BEGIN Dataset content

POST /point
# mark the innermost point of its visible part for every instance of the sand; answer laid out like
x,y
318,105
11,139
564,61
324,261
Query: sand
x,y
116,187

END Dataset content

Assignment
Using the entries above, print each one again without any alteration.

Output for this exercise
POST /point
# mark the innermost point of its visible part for every instance of the sand; answer laid out like
x,y
318,105
11,139
564,61
324,261
Query: sand
x,y
116,187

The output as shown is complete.